* _Exercise description_:
Every entry should be given again exactly, with nothing dropped.

* _Supplied records_:
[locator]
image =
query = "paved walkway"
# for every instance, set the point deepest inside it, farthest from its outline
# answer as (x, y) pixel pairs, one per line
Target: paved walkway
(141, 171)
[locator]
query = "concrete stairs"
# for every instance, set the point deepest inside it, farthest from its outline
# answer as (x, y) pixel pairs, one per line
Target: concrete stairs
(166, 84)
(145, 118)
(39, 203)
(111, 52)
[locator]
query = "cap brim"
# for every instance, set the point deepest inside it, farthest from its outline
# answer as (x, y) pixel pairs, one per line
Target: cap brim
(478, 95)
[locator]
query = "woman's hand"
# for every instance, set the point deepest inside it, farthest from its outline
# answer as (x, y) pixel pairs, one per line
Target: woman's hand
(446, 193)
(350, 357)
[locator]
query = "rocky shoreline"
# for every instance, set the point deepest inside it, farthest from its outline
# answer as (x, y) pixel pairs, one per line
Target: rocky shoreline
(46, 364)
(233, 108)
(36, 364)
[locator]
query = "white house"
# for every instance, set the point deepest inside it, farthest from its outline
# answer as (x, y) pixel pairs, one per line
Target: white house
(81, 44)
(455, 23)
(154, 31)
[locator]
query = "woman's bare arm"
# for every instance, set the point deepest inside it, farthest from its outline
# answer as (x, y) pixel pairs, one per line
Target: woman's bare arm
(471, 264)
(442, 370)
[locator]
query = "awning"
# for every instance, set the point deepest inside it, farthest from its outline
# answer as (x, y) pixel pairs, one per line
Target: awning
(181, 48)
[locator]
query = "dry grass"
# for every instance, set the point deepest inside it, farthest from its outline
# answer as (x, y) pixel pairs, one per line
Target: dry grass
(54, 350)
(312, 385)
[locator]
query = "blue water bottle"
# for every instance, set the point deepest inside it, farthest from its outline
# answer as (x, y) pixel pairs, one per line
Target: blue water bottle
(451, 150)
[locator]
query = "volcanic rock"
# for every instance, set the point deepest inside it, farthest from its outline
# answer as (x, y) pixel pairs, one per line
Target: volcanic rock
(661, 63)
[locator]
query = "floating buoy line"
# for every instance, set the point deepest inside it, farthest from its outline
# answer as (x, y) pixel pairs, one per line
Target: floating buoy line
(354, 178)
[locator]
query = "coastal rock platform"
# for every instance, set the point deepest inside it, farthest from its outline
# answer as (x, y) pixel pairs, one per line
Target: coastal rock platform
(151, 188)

* _Solution to the problem_:
[locator]
image =
query = "paved walkway"
# for every instance, set the point deepest inside it, farthest from its outline
# answer as (x, y) pixel pairs, one per line
Target: paved walkway
(141, 171)
[locator]
query = "concrete stairs"
# for every instance, set the point deepest inside it, farthest from its outline
# answer as (x, y) pixel pairs, one per line
Target: concrete stairs
(166, 84)
(145, 118)
(39, 203)
(111, 52)
[locator]
query = "cap brim"
# for every instance, set the point deepest inside it, farthest from its outline
# answer as (x, y) pixel pairs, one per line
Target: cap brim
(478, 95)
[locator]
query = "woman's hand"
# for every instance, set the point deepest inside it, farthest from its outline
# answer as (x, y) pixel pairs, one per line
Target: woman's hand
(446, 193)
(350, 357)
[locator]
query = "rocky shoreline"
# for every instance, set the point deepest inside it, farthest from its outline
# answer as (x, y) pixel pairs, one per line
Target: rocky shoreline
(46, 364)
(233, 108)
(36, 364)
[locator]
query = "white house"
# for every instance, set the point deepest inside it, farthest from its outline
# answer as (x, y) pixel pairs, one per line
Target: white house
(81, 44)
(455, 23)
(154, 31)
[locator]
query = "woman's bare arm"
# for every instance, set the point deepest inside it, farthest from its outline
# answer as (x, y) pixel pairs, one per line
Target: woman's bare arm
(471, 264)
(442, 370)
[locator]
query = "awning"
# for every instance, set the point deepest inside it, farthest from its outline
# answer as (x, y) pixel pairs, one per line
Target: awning
(181, 48)
[locator]
query = "dry grass"
# for every instance, set the point deepest inside it, farthest from its outline
# answer as (x, y) pixel pairs, one per line
Target: dry grass
(54, 350)
(312, 385)
[locator]
query = "blue water bottle"
# for every instance, set the point deepest inside it, farthest from its outline
# answer as (x, y) pixel pairs, one per line
Target: blue water bottle
(451, 150)
[locator]
query = "volcanic rock"
# for every instance, set the point deepest inside it, farthest from its outline
# answer as (x, y) pixel pairs, one per line
Target: volcanic rock
(661, 63)
[locator]
query = "floating buoy line"
# for every instance, set the point deepest inside it, farthest from its outline
# answer as (x, y) pixel pairs, one per line
Target: floating buoy line
(354, 178)
[locator]
query = "coastal rock platform"
# for every instance, set the point deepest inside it, farthest from its outline
# answer as (x, y) pixel pairs, one per line
Target: coastal rock platform
(151, 188)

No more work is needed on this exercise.